» **Passage shown**:
────────
In enzyme-induced reactions, increasing the substrate concentration (places to bind) increases reactions, until a point of saturation:
In firm parlance, it’s the principle of: having more meetings increase production and coordination, but after a while, any additional meetings does not produce the same returns anymore. This remains a fundamental constraint.
Externally, cells can replicate. Cell division is the splitting of the firm. It either happens through fission (creating a copy) or mitosis (splitting). For firms, this feels like franchising or retail expansion (fission) vs mitosis (which is the splitting of a firm into two or more: eg EBay spinning of PayPal). PayPal still contains DNA from EBay within it, but now floats on its own in the primordial market.
Fundamentally, if this metaphor holds then there could be clues to helping resolving this fundamental question: when/where does a firm end? What should be in-house? What should be out-sourced? Should organizations merge or should they be split up?
Nature has evolved its own tiny firms for millennia. What can we take from it to understand how to design our firms?
────────
» **Records shown**:
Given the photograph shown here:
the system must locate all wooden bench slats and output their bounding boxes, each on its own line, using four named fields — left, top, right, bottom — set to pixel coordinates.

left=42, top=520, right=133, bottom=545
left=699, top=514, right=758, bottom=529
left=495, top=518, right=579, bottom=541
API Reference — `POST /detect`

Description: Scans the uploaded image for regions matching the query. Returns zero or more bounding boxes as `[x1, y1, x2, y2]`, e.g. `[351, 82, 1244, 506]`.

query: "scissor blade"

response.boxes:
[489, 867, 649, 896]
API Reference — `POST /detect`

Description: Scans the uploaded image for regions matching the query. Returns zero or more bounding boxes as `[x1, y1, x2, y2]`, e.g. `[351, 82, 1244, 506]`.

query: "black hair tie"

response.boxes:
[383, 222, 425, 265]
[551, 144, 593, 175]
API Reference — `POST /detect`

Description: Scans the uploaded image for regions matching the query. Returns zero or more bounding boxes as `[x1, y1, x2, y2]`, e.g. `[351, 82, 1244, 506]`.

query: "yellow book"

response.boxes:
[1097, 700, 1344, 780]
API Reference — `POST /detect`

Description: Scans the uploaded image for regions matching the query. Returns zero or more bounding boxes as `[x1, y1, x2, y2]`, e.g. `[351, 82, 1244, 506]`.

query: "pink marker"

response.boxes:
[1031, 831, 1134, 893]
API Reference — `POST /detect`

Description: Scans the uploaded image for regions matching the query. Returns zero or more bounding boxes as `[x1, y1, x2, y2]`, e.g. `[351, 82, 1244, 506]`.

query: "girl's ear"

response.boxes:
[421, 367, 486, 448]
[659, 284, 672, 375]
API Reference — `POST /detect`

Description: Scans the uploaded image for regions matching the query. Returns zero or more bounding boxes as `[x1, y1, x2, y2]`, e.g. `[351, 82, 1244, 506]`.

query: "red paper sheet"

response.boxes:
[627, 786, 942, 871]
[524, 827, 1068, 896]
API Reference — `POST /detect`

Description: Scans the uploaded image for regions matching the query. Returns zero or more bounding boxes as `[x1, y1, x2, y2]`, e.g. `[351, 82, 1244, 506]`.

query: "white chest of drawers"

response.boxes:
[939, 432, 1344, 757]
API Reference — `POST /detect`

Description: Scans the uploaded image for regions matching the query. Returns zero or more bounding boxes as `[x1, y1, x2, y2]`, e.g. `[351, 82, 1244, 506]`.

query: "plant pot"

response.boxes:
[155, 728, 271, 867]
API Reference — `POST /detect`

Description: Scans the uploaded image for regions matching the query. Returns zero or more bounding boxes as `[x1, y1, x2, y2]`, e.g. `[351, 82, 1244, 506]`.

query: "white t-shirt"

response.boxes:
────────
» **Tasks for this exercise**:
#1 From the passage comparing cells to firms, return the section that opens with the words containing "Externally, cells can" and closes with "design our firms?".
#2 Carry the passage comparing cells to firms further from where it stops.

» **Answers per task**:
#1
Externally, cells can replicate. Cell division is the splitting of the firm. It either happens through fission (creating a copy) or mitosis (splitting). For firms, this feels like franchising or retail expansion (fission) vs mitosis (which is the splitting of a firm into two or more: eg EBay spinning of PayPal). PayPal still contains DNA from EBay within it, but now floats on its own in the primordial market.
Fundamentally, if this metaphor holds then there could be clues to helping resolving this fundamental question: when/where does a firm end? What should be in-house? What should be out-sourced? Should organizations merge or should they be split up?
Nature has evolved its own tiny firms for millennia. What can we take from it to understand how to design our firms?

#2
In mitosis, a cell on a specific cycle goes through different phases towards eventually splitting and reproducing. In order to determine whether it should proceed on this cycle, different checkpoints regulate this process: either continuing or ending in arrest. These checkpoints are basically damage checks or checksum checks in software.
The only difference here is that firms don’t have a planned cycle to them. However, the idea of assessing “damage” as a checkpoint might be a useful metric to gauge where the boundary of the firm should be. “Damage” in a organization could be regarded as entropy that has been built up by how long it’s been alive. Old documents, technical debt, poor HR, etc. If these build up, the firm will go into arrest.
Thus: if a firm would follow a cell, it serves that it should eventually aim to split in order to reduce likelihood of damage build up. Internally, seeing a team as a cell, this could be regarded as the idea to not have teams be larger than having two pizzas feed them (as per Jeff Bezos’ belief).
How one measures ‘damage’ build-up in a org is uncertain. We do know that adding more resources, eventually reduces its ability to function as-is (eg, not everyone in a company has a working relationship with everyone else). It has to internally split into different functional units, regardless of whether it should externally split.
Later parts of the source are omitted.